There is a new outbreak of a bird flu in eastern China, referred to as H7N9. The first thing you need to know is that human populations have not been previously exposed (to any degree) to H7 or N9 type virus, so if this virus were to mutate in such as way as to spread human to human, the result could be very serious. Moreover, the "H" component of the virus is thought to have a genetic sequence that is known to readily mutate into form that would be target (bind to) human rather than bird cells.
The virus has been found in chickens, pigeons, and ducks in markets where live birds are sold. It is not known if there is a particular species harboring the virus, acting as a reservoir, but chances are there is one species of bird out there somewhere that has been passing the virus to other birds probably in the context of the live bird markets. It is possible that the reservoir is a domestic bird or a wild bird.
Health officials are concerned because the number of human cases seems to be rising dramatically. A few weeks ago a few people were infected and there had been a few deaths. The most recent information, probably a few days old, indicates that 24 humans have been infected of whom 8 have died, across 11 cities separated by hundreds of kilometers, but with most of the cases in a couple of locations including the vicinity of Shanghai.

### ASSIGNED TASK 1
Quote the H7N9 bird flu passage word for word, starting at "Health officials are" and ending at "vicinity of Shanghai.".
### ASSIGNED TASK 2
Write what comes next in the text about the H7N9 bird flu outbreak, picking up after its final sentence.

### DATASET EXTRACT
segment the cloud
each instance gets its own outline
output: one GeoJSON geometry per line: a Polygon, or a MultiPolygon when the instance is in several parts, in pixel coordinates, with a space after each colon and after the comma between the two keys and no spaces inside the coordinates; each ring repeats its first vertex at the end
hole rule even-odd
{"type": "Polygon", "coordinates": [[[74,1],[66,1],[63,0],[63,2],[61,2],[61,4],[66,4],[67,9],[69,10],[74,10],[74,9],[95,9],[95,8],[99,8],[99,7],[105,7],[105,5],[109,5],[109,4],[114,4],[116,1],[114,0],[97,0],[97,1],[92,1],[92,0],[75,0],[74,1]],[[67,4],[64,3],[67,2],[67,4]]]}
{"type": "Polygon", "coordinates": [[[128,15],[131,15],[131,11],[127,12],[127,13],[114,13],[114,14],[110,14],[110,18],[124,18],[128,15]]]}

### FINAL ANSWER 1
Health officials are concerned because the number of human cases seems to be rising dramatically. A few weeks ago a few people were infected and there had been a few deaths. The most recent information, probably a few days old, indicates that 24 humans have been infected of whom 8 have died, across 11 cities separated by hundreds of kilometers, but with most of the cases in a couple of locations including the vicinity of Shanghai.

### FINAL ANSWER 2
Also, birds with the virus appear healthy. This is different than the more famous H5N1 bird flu, which made birds sick and thus made it possible to survey for areas where the virus was around.
The more pessimistic interpretation of all of this suggests that this is a "perfect storm" of factors to start a real pandemic. The virus is spread over a large area in heavily populated areas. The most direct ways of identifying potential reservoirs is unavailable. Humans are not predisposed with any sort of immunity to the virus. Genetically, the parts that would make it a human virus are primed to do so. The mortality rate is very high. And so on.
The more optimistic interpretation would note that a fast spreading disease like this is more likely to wipe itself out quickly. A high mortality rate is often seen in the early days of an emerging disease. People got sick and died because no one was expecting it, but with a better planned response moving forward, that rate should drop. We know a lot more about flu virus genetics and transmission than even just a few years go, so the science is a powerful tool. Most importantly, there is no human to human transmission of the virus at this time. Unless that happens, this is an important public health crisis and will have impacts on the economy linked to birds, but we are not all going to die. From this. And so on.
If men = testosterone damaged women then why do women have penis envy ;)
That was an absurd comment in an entirely inappropriate place. But, coming from an MRA gamer slymepitter I suppose we should not expect otherwise.
Check out the 2013 H7N9 Influenza A Outbreak link on the IRD home page to learn more about possible sequence determinants of human adaptation of this avian flu strain - http://www.fludb.org/brc/home.do?decorator=influenza .
That site is surprisingly not very up to date.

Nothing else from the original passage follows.